Every line of the material must appear in the answer exactly as it does here.

★ ★ ★ ★ ★

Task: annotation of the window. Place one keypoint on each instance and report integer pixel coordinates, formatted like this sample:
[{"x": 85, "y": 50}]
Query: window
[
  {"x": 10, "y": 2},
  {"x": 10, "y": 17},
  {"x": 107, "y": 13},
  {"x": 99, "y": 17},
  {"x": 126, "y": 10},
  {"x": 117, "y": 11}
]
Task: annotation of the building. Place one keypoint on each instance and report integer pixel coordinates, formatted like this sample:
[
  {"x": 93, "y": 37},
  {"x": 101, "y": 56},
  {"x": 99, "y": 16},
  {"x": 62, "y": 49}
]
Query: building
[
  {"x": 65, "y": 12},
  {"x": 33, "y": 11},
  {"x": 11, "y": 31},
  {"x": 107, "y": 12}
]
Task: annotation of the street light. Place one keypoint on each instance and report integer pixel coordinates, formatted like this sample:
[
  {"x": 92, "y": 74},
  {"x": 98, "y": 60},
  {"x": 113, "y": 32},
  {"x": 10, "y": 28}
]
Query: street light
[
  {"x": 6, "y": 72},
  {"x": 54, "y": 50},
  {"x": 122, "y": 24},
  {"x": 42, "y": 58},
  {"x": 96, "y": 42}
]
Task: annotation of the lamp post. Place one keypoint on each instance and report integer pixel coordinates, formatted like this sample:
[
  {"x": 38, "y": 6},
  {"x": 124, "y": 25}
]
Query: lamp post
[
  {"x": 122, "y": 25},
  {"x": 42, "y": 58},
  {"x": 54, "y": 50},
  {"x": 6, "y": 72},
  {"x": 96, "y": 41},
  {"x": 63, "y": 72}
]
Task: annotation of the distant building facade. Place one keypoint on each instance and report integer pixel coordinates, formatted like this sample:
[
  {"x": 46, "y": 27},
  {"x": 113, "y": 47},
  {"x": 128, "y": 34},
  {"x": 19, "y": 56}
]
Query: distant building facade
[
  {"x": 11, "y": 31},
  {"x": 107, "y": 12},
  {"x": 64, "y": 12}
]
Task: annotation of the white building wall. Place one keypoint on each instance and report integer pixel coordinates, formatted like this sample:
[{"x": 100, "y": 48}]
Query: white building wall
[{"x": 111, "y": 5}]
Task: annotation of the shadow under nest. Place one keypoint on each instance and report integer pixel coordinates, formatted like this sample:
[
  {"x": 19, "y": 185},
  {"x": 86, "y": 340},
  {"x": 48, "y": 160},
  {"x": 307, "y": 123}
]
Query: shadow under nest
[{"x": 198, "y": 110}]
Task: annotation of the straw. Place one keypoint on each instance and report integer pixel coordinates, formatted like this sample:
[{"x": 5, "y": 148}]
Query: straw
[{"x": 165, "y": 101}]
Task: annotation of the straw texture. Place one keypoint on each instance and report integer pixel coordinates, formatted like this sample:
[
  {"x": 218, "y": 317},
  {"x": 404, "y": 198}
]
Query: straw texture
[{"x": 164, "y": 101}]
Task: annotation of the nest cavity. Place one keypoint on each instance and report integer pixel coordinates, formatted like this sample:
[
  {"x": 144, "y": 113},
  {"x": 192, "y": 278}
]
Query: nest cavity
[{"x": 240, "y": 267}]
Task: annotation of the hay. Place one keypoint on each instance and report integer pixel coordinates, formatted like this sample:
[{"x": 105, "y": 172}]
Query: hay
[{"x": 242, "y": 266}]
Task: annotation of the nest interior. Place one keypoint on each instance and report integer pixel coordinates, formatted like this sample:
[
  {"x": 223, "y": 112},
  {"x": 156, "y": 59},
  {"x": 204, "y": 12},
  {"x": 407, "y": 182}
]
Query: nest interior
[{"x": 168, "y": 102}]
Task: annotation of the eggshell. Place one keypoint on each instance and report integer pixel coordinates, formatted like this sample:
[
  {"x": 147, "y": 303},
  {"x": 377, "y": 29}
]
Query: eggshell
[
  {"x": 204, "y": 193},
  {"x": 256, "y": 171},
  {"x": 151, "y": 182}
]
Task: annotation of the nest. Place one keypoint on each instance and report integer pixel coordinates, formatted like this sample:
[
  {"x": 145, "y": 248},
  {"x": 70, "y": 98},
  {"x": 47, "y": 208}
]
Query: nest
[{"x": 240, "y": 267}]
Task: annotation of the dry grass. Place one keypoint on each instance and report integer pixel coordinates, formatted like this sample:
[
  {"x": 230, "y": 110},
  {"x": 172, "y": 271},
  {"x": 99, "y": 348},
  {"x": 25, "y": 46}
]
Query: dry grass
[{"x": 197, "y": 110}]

★ ★ ★ ★ ★

- Reply
Task: annotation of the window. Place one keypoint on each instance and report integer pixel coordinates, formatted like this sample:
[{"x": 85, "y": 50}]
Query: window
[
  {"x": 10, "y": 2},
  {"x": 10, "y": 17},
  {"x": 107, "y": 13},
  {"x": 99, "y": 17},
  {"x": 126, "y": 10},
  {"x": 117, "y": 11}
]
Task: annotation of the building. Place one keypoint on each instance and report integer pixel coordinates, formatted like this sample:
[
  {"x": 93, "y": 37},
  {"x": 101, "y": 56},
  {"x": 99, "y": 16},
  {"x": 62, "y": 49}
]
Query: building
[
  {"x": 65, "y": 12},
  {"x": 33, "y": 11},
  {"x": 11, "y": 31},
  {"x": 107, "y": 12}
]
Task: annotation of the street light. Place one keypoint on each instance and report integer pixel coordinates, formatted like this sample:
[
  {"x": 92, "y": 74},
  {"x": 98, "y": 60},
  {"x": 113, "y": 32},
  {"x": 10, "y": 28}
]
Query: street light
[
  {"x": 6, "y": 72},
  {"x": 54, "y": 50},
  {"x": 122, "y": 24},
  {"x": 42, "y": 58},
  {"x": 96, "y": 42}
]
Task: annotation of the lamp post. Place one keypoint on each instance and report integer pixel coordinates, formatted like this sample:
[
  {"x": 38, "y": 6},
  {"x": 124, "y": 25}
]
Query: lamp post
[
  {"x": 122, "y": 25},
  {"x": 42, "y": 58},
  {"x": 54, "y": 50},
  {"x": 6, "y": 72},
  {"x": 96, "y": 41},
  {"x": 63, "y": 72}
]
Task: annotation of the distant building facade. Place one keypoint on each instance and report integer pixel coordinates, formatted like this sample:
[
  {"x": 46, "y": 27},
  {"x": 113, "y": 47},
  {"x": 128, "y": 34},
  {"x": 19, "y": 56}
]
Query: distant building facade
[
  {"x": 11, "y": 31},
  {"x": 107, "y": 12},
  {"x": 64, "y": 12}
]
Task: annotation of the white building wall. Place one keypoint on each instance and report integer pixel coordinates, formatted like this sample:
[{"x": 100, "y": 48}]
Query: white building wall
[{"x": 111, "y": 5}]
Task: annotation of the shadow under nest. Place one keypoint on each instance and report integer pixel coordinates, formatted like this sample:
[
  {"x": 19, "y": 185},
  {"x": 86, "y": 340},
  {"x": 48, "y": 160},
  {"x": 307, "y": 123}
]
Query: shadow under nest
[{"x": 198, "y": 110}]
Task: annotation of the straw. Place one keypoint on each instance and report integer pixel coordinates, formatted like this sample:
[{"x": 5, "y": 148}]
Query: straw
[{"x": 165, "y": 101}]
Task: annotation of the straw texture. Place one keypoint on each instance and report integer pixel coordinates, formatted like this sample:
[
  {"x": 218, "y": 317},
  {"x": 404, "y": 198}
]
Query: straw texture
[{"x": 164, "y": 101}]
Task: annotation of the nest cavity. Place one keypoint on each instance and report integer pixel coordinates, formatted like this sample:
[
  {"x": 144, "y": 113},
  {"x": 192, "y": 278}
]
Query: nest cavity
[{"x": 240, "y": 267}]
Task: annotation of the hay. Place one keypoint on each instance and report integer pixel coordinates, formatted like this sample:
[{"x": 105, "y": 172}]
Query: hay
[{"x": 242, "y": 266}]
Task: annotation of the nest interior. Place one keypoint on each instance and report integer pixel coordinates, formatted like this sample:
[
  {"x": 223, "y": 112},
  {"x": 156, "y": 59},
  {"x": 204, "y": 12},
  {"x": 407, "y": 182}
]
Query: nest interior
[{"x": 168, "y": 102}]
Task: annotation of the eggshell. Place one keypoint on each instance and report integer pixel coordinates, formatted like this sample:
[
  {"x": 147, "y": 303},
  {"x": 377, "y": 29}
]
Query: eggshell
[
  {"x": 204, "y": 193},
  {"x": 256, "y": 171},
  {"x": 151, "y": 182}
]
Task: annotation of the nest. Place one keypoint on each instance and report integer pixel coordinates, formatted like this sample:
[
  {"x": 145, "y": 248},
  {"x": 70, "y": 98},
  {"x": 47, "y": 208}
]
Query: nest
[{"x": 240, "y": 267}]
Task: annotation of the dry grass. Place one keypoint on each instance and report integer pixel coordinates, formatted like this sample:
[
  {"x": 230, "y": 110},
  {"x": 172, "y": 271},
  {"x": 99, "y": 348},
  {"x": 25, "y": 46}
]
Query: dry grass
[{"x": 197, "y": 110}]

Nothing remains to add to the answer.